- Opening Delimiter -

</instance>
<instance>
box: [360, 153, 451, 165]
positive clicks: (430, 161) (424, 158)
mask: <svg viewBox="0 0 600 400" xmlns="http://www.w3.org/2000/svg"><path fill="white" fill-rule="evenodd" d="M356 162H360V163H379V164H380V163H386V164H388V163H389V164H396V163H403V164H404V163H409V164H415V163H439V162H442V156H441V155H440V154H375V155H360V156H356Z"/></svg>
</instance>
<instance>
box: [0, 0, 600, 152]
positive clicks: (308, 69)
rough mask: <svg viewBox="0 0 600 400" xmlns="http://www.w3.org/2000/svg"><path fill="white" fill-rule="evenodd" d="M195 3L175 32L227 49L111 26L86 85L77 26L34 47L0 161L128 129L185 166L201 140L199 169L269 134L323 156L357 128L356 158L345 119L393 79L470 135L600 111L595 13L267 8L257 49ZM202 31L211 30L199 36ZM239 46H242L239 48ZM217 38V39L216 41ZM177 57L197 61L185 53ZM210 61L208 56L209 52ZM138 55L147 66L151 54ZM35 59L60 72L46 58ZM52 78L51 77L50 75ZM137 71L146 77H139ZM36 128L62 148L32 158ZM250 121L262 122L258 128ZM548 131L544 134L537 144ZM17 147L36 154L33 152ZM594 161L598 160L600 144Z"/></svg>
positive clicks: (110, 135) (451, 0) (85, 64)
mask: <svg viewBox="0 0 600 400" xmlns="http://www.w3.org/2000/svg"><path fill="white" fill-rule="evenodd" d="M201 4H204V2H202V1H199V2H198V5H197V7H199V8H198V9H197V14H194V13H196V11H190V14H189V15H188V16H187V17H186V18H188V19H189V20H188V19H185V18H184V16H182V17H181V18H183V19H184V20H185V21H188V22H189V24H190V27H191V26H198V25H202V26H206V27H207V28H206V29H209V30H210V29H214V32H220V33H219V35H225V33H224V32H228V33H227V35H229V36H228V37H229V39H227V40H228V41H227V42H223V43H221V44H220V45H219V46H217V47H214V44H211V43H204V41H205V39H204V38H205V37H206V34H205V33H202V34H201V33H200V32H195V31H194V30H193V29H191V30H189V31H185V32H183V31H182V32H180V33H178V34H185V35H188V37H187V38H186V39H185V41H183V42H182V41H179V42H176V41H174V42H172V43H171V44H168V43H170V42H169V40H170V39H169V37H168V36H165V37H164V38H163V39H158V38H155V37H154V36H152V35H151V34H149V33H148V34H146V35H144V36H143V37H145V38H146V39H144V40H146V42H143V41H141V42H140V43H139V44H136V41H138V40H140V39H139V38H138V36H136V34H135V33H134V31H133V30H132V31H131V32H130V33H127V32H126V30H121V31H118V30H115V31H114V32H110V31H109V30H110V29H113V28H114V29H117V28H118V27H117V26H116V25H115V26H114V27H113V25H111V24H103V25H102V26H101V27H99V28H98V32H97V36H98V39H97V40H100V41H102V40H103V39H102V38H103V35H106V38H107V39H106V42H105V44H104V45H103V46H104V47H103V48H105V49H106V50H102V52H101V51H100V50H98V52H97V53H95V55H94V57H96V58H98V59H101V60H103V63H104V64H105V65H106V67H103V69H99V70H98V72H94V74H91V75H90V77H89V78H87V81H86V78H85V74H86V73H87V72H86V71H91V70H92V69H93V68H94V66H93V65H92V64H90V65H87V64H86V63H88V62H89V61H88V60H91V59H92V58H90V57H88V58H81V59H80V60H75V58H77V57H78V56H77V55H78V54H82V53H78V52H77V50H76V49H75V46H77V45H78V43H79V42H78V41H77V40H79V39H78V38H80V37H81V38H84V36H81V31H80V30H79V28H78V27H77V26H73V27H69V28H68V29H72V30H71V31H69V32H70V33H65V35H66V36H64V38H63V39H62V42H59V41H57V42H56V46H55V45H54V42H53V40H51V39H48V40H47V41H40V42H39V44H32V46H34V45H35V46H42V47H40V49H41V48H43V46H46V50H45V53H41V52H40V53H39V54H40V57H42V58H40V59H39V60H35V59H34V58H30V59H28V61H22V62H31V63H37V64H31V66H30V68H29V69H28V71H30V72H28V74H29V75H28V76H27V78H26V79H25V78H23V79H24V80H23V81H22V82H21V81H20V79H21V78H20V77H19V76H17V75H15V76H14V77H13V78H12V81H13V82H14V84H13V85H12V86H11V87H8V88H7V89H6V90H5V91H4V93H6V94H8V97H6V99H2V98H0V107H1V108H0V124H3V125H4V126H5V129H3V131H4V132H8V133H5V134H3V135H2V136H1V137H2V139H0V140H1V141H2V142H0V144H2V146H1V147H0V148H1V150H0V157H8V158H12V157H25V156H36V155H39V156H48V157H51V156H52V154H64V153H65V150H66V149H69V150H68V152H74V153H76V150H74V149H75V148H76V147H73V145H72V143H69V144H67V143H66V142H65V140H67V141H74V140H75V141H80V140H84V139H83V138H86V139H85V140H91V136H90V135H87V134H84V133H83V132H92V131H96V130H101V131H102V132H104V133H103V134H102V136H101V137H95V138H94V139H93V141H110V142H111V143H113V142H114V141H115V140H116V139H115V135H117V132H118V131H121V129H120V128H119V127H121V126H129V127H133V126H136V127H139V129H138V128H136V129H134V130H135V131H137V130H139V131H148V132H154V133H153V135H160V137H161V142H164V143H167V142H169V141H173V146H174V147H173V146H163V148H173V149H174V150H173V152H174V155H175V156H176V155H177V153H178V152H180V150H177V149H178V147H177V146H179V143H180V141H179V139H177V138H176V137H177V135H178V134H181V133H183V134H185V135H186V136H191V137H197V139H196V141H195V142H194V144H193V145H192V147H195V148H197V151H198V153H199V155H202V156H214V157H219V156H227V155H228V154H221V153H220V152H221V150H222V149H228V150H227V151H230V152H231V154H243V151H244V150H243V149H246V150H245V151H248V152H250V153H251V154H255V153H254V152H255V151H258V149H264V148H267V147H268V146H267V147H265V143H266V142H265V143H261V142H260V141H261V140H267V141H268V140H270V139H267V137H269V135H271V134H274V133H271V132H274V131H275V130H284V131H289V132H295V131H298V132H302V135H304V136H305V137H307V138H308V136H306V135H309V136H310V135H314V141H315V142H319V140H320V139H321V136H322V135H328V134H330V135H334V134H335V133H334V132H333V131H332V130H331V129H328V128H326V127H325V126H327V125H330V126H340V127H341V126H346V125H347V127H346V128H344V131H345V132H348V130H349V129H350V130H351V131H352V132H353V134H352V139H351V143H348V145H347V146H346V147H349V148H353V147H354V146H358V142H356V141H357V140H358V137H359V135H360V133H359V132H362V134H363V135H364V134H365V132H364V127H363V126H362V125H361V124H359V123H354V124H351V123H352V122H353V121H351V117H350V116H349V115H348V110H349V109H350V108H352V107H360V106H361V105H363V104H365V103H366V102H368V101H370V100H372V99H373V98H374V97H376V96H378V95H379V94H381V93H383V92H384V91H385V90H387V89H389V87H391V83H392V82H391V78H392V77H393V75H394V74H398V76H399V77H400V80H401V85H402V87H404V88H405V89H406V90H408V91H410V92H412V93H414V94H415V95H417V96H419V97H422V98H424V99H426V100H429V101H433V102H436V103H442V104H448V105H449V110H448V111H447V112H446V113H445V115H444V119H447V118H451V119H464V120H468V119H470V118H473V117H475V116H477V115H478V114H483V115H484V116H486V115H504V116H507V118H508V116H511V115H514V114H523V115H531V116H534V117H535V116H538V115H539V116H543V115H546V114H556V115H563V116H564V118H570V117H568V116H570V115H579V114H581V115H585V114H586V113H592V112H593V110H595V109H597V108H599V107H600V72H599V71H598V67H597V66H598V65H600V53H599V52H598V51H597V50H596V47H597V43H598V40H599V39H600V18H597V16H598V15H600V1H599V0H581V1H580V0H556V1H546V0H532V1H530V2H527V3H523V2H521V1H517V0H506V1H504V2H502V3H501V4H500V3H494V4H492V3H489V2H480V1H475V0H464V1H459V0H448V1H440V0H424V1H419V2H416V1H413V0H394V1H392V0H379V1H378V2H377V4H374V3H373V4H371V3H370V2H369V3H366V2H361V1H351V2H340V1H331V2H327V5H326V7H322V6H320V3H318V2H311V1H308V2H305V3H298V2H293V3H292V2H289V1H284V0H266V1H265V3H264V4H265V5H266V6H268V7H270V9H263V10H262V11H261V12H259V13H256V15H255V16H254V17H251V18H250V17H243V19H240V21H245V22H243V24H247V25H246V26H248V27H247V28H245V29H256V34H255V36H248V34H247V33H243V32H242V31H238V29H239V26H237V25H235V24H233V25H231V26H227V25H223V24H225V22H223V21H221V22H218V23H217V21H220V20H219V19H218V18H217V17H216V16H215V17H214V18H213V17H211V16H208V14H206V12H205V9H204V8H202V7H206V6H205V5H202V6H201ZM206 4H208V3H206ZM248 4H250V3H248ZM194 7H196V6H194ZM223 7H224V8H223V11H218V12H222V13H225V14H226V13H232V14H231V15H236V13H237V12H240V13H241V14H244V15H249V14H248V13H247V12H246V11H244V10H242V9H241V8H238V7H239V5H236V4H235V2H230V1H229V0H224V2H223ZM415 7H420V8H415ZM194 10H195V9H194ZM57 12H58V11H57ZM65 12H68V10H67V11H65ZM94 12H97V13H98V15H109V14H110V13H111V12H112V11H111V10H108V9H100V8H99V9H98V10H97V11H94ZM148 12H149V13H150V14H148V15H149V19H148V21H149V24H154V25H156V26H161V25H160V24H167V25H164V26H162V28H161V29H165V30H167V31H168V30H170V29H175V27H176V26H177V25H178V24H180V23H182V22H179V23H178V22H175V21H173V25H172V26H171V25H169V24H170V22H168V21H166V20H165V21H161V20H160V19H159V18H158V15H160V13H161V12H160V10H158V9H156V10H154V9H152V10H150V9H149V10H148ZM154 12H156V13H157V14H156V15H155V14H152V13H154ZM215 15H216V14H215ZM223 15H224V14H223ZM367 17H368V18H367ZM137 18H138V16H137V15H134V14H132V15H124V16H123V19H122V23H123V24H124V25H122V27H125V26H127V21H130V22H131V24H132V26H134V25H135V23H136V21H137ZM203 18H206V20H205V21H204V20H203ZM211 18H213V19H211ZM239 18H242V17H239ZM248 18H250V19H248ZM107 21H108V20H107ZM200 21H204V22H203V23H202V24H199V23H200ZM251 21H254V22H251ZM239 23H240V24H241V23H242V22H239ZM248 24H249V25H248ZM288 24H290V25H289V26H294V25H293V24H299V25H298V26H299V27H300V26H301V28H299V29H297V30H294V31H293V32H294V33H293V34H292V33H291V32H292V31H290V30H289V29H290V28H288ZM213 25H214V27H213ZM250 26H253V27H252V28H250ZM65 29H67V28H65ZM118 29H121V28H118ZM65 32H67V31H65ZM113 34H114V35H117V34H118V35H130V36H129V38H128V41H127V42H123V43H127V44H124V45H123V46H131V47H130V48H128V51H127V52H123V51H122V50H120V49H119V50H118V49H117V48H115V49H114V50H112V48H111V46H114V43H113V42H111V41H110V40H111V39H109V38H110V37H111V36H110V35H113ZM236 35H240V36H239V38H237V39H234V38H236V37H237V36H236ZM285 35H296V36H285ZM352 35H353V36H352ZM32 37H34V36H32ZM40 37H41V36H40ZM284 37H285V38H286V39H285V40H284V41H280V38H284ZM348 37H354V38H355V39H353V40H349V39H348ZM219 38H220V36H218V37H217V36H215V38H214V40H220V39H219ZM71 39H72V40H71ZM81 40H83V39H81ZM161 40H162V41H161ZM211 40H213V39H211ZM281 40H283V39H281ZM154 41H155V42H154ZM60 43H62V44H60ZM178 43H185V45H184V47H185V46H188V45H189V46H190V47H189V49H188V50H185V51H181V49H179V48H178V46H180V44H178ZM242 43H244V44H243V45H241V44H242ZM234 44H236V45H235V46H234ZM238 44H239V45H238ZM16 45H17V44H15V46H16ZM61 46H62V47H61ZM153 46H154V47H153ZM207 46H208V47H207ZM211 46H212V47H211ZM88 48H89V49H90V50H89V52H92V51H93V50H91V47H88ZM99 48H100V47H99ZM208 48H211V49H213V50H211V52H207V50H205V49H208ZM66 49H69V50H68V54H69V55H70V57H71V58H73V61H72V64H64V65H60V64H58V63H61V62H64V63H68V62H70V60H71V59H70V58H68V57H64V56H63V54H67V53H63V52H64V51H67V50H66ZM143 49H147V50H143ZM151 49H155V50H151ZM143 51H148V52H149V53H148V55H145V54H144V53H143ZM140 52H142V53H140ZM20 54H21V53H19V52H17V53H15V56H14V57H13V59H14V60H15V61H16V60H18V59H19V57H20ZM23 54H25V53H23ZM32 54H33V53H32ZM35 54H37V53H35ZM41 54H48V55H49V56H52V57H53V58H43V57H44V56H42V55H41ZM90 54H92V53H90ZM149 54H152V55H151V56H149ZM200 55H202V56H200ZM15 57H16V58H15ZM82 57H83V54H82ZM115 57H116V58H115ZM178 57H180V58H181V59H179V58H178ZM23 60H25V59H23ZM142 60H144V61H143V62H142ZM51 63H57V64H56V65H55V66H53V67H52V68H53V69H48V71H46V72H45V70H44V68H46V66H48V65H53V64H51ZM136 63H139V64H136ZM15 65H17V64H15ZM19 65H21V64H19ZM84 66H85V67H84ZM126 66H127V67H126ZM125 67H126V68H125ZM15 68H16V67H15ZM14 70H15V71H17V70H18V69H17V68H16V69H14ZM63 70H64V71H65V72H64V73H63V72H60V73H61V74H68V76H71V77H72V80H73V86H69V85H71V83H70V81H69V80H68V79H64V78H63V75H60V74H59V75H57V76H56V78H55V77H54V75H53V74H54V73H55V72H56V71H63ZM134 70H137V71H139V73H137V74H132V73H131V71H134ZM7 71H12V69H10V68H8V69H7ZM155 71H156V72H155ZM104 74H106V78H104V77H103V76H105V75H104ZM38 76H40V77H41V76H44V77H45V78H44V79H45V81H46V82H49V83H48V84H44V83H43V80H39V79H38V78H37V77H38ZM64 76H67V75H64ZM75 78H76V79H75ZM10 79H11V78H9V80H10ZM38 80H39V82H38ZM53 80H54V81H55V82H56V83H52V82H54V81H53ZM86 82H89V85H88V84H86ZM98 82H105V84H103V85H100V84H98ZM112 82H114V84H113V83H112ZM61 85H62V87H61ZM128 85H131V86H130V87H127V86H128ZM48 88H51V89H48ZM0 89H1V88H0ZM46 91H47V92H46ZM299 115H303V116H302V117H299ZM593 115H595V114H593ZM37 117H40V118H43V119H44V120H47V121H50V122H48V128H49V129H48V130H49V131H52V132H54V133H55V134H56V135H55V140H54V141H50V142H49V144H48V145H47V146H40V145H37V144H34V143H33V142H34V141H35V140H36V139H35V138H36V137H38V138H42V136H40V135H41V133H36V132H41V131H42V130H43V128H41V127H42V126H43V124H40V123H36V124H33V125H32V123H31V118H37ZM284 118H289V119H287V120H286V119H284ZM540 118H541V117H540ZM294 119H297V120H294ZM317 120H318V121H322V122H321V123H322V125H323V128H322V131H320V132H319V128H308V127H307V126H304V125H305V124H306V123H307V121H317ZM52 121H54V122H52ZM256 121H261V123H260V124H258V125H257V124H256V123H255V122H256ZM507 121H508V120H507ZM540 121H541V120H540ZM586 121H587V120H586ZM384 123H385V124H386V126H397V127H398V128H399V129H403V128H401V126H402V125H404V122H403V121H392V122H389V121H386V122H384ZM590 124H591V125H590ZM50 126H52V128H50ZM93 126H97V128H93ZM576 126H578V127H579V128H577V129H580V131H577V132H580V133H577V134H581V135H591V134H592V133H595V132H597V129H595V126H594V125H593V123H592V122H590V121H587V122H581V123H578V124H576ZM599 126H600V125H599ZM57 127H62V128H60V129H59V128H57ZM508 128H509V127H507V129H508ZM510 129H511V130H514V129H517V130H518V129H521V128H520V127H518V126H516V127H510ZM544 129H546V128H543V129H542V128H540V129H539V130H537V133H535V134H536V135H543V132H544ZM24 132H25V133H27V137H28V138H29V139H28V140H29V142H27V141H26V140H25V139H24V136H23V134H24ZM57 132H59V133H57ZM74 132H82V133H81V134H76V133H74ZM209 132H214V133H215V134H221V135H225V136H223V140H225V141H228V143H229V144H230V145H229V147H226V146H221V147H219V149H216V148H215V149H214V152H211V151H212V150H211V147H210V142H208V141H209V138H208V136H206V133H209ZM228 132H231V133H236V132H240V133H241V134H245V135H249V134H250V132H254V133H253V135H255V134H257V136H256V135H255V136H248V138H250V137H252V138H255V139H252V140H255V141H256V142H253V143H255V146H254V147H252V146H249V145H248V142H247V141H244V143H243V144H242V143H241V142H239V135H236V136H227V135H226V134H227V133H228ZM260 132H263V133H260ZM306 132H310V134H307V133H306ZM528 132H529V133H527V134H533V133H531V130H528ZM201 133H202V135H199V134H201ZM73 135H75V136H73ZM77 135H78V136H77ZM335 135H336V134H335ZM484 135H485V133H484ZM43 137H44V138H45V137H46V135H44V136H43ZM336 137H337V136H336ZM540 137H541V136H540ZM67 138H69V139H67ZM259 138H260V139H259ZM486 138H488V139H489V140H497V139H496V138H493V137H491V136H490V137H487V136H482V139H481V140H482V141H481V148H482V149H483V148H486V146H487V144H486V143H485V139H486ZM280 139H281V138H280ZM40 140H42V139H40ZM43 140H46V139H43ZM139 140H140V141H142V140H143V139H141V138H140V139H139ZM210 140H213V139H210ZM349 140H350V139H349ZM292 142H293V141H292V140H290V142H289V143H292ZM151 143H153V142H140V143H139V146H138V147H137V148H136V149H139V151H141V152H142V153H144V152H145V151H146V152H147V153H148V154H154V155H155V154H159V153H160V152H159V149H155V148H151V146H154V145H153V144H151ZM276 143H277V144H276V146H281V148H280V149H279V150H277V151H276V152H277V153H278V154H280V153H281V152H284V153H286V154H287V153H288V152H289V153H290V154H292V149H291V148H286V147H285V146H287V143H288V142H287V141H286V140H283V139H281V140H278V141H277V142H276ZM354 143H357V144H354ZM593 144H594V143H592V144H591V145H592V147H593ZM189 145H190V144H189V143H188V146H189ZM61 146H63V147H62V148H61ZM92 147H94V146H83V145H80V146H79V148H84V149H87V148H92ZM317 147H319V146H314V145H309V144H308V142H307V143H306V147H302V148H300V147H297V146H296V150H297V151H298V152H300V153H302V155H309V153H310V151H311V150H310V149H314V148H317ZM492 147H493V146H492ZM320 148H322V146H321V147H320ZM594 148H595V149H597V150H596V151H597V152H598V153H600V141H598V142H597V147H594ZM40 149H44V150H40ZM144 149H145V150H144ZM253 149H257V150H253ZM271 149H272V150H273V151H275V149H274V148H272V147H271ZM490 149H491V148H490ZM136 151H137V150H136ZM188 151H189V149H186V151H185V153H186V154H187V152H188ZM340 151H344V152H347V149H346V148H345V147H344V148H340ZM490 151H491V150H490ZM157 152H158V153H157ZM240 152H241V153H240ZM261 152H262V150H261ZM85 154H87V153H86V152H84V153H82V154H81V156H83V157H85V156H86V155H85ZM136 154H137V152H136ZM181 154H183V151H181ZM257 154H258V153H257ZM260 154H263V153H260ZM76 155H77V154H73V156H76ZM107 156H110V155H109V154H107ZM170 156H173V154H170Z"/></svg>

- Closing Delimiter -

> _WHAT YOU NEED TO DO_:
Show every line of the entries above where the word "clicks" occurs.

> _EXERCISE RESULT_:
positive clicks: (430, 161) (424, 158)
positive clicks: (308, 69)
positive clicks: (110, 135) (451, 0) (85, 64)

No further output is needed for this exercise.